* Exercise requirements: For this exercise, output the line holding "Query: camouflage shorts" and all subsequent lines of the entries below, unchanged, up to and including the last.
═══ Data excerpts
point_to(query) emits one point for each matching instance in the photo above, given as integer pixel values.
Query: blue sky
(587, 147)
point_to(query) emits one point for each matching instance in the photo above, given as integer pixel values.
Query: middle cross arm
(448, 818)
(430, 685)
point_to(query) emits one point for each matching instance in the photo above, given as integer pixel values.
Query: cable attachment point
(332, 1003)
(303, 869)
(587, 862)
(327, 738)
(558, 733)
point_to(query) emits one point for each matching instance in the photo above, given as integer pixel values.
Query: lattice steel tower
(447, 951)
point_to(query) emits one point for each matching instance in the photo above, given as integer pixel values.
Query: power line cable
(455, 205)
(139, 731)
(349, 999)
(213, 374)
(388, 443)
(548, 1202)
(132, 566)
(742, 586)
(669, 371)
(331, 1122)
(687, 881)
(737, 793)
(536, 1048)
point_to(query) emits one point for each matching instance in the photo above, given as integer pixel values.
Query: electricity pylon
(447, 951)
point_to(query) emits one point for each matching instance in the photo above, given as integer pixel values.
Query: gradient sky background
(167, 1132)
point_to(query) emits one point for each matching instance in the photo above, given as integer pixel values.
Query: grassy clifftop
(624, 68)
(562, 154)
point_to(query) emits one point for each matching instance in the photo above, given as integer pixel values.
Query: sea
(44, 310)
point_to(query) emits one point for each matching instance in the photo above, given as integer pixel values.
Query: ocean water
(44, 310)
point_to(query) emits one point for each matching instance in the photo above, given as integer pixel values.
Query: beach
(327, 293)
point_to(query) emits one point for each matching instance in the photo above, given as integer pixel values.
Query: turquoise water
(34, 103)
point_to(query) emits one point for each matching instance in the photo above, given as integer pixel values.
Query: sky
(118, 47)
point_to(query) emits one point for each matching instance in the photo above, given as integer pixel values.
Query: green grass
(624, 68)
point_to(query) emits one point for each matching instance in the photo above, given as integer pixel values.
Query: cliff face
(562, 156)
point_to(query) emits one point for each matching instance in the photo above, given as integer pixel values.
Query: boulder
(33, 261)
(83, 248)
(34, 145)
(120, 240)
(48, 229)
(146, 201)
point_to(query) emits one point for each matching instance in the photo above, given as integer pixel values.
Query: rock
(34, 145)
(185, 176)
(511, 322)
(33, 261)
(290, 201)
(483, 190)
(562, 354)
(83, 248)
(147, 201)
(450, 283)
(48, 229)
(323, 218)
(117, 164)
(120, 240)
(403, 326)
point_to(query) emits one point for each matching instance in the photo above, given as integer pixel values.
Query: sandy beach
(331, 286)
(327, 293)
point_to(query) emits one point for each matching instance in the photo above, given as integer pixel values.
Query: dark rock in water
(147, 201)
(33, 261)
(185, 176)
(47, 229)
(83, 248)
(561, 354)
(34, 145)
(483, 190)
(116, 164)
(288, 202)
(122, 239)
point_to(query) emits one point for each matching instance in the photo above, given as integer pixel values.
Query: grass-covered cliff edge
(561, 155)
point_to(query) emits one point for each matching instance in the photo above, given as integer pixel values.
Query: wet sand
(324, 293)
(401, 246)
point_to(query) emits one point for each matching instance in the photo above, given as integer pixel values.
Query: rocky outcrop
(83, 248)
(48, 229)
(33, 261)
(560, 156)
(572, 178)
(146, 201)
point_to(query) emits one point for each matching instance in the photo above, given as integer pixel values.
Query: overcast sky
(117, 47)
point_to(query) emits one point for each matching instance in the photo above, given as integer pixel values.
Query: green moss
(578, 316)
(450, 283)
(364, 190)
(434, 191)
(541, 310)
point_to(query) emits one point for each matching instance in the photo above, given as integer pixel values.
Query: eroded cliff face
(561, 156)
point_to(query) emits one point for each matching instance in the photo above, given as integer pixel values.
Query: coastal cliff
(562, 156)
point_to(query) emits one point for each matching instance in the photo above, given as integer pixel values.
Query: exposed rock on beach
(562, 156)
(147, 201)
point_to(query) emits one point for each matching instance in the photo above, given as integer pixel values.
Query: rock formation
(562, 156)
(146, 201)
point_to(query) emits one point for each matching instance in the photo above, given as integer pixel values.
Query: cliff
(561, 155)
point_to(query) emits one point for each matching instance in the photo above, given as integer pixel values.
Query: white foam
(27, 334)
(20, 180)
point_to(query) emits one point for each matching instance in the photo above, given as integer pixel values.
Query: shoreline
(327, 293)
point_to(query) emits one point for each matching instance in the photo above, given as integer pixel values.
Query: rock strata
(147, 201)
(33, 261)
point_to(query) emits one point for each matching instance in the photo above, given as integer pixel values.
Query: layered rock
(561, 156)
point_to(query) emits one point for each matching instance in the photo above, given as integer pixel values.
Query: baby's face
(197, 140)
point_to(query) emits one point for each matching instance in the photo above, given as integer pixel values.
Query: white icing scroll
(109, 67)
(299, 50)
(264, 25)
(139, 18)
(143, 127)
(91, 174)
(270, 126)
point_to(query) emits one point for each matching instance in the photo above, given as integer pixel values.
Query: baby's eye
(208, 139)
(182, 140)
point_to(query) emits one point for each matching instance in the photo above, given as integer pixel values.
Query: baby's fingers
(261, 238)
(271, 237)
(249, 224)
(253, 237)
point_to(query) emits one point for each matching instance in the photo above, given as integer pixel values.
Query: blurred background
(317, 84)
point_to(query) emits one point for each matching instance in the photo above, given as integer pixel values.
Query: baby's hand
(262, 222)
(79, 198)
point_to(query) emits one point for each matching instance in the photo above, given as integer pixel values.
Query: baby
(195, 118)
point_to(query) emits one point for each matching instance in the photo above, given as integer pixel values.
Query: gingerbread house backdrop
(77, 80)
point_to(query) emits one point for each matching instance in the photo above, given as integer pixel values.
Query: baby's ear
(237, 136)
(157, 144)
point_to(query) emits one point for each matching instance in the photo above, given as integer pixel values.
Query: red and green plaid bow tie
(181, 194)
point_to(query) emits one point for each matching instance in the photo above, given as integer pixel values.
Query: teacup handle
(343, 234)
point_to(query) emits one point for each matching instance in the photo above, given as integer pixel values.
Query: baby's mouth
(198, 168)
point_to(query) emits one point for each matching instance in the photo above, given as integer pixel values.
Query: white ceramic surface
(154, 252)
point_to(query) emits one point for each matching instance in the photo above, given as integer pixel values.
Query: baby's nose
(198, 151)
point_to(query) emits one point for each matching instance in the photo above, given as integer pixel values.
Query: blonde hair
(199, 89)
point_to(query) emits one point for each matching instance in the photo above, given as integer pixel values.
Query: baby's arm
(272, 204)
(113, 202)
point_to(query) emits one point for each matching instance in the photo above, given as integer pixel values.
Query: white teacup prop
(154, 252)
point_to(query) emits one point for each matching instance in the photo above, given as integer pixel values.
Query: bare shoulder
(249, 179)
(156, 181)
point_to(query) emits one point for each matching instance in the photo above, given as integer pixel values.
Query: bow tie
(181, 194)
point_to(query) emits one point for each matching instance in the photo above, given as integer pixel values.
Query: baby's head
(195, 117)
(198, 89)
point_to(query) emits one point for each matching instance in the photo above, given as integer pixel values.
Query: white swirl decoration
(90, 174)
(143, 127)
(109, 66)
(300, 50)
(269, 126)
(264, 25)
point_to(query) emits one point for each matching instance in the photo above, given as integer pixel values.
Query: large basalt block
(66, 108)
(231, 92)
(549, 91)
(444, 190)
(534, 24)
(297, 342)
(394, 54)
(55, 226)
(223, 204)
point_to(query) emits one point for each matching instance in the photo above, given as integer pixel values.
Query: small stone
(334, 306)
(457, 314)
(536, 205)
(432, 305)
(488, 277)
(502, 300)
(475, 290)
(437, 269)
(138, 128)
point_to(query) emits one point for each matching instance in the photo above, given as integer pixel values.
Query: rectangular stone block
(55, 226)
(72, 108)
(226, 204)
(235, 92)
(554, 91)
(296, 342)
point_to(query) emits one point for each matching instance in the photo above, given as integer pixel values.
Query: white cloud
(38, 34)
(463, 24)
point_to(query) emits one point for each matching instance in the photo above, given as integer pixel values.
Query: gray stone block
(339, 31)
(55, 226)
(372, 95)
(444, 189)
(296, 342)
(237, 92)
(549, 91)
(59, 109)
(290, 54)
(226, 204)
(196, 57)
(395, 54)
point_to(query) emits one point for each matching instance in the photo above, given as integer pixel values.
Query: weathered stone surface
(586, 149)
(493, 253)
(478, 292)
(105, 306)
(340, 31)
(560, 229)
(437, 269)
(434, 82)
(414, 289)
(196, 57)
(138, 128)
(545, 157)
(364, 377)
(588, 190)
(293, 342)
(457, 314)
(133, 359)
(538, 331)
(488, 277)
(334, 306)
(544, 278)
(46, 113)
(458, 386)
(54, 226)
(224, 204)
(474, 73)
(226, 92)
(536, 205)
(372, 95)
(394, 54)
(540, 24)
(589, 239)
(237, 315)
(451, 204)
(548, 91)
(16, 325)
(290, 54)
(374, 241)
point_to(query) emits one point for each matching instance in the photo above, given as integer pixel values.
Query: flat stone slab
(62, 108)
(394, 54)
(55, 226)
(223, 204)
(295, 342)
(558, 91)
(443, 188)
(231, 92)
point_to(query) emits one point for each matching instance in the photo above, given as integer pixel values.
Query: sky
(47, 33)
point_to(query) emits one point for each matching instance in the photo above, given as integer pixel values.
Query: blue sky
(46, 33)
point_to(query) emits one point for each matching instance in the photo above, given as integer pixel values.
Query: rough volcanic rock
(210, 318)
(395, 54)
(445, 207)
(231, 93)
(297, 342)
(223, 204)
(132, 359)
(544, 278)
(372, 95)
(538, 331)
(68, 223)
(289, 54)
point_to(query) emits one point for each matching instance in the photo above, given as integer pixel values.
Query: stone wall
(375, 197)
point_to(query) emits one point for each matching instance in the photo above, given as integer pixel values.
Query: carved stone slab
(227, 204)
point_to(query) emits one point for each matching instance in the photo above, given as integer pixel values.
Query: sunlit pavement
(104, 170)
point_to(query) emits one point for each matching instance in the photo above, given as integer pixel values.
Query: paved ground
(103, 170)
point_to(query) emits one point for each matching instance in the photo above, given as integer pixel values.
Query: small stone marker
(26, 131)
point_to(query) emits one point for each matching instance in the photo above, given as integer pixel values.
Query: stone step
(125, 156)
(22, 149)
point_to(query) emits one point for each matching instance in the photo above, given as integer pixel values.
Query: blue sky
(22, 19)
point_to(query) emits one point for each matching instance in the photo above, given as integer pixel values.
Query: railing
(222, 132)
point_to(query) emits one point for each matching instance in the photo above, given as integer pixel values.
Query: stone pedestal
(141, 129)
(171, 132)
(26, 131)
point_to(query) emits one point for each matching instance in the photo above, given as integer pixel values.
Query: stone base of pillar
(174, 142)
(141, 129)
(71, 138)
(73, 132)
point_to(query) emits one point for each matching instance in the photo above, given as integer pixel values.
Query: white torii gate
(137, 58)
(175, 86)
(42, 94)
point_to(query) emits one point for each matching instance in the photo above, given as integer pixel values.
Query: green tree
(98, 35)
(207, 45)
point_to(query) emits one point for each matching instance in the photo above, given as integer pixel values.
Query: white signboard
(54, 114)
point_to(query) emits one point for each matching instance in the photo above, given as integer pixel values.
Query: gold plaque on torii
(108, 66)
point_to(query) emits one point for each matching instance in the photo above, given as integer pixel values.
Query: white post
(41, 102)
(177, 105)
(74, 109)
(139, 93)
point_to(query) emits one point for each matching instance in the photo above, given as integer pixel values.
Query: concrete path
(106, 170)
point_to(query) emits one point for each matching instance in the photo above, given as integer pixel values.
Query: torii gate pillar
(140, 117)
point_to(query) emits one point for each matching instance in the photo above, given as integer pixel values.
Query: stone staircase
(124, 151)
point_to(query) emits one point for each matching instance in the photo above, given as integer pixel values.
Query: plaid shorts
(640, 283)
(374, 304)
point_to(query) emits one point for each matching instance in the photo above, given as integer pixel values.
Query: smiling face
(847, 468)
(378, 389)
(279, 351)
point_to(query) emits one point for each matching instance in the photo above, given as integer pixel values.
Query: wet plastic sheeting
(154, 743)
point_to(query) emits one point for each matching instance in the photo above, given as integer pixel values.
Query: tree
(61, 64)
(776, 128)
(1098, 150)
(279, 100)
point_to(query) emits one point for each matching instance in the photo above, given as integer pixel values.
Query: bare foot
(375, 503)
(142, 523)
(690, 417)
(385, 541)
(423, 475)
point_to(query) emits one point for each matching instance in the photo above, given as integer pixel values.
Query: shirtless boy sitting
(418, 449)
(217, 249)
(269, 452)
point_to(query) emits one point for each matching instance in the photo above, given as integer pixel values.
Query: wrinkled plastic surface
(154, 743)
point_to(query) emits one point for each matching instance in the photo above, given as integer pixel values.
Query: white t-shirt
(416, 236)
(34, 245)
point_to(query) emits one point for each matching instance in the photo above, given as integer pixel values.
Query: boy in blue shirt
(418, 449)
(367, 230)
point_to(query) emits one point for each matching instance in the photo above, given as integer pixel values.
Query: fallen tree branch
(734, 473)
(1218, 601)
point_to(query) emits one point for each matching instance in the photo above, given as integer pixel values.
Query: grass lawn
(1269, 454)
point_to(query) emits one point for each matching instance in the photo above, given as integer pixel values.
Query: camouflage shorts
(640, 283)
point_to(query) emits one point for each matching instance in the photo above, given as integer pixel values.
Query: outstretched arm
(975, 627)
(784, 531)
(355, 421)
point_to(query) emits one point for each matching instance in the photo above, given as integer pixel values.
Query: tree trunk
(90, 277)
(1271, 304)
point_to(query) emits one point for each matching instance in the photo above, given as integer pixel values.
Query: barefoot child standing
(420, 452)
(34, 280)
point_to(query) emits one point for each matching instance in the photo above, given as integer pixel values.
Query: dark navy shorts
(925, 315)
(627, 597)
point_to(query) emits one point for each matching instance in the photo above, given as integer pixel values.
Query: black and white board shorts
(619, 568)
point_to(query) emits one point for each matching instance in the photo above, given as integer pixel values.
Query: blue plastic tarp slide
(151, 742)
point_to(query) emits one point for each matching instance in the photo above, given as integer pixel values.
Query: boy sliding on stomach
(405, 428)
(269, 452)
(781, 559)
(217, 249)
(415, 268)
══════
* Solution for this exercise:
Query: camouflage shorts
(640, 283)
point_to(query) emits one point for each matching instance in the photo above, given as integer pixel values.
Query: outstretched arm
(975, 627)
(784, 531)
(355, 421)
point_to(query) emits one point for each matching instance in the photo above, given as integer pixel values.
Query: tree trunk
(90, 277)
(1271, 304)
point_to(query) emits one point for each matching instance in the photo above, given as integer pixel values.
Query: barefoot child standing
(420, 452)
(34, 280)
point_to(query) emits one point for each matching instance in the photo above, given as integer pixel values.
Query: dark navy shorts
(925, 315)
(627, 597)
point_to(query) emits one point for each matching instance in the photo above, given as integer pixel values.
Query: black and white board shorts
(619, 568)
point_to(query) emits one point for each matching instance in the photo above, given as integer pixel values.
Query: blue plastic tarp slide
(151, 742)
point_to(query) emits one point for each matching instance in the photo above, given as integer pixel values.
Query: boy sliding on stomach
(405, 428)
(269, 452)
(781, 559)
(217, 249)
(415, 268)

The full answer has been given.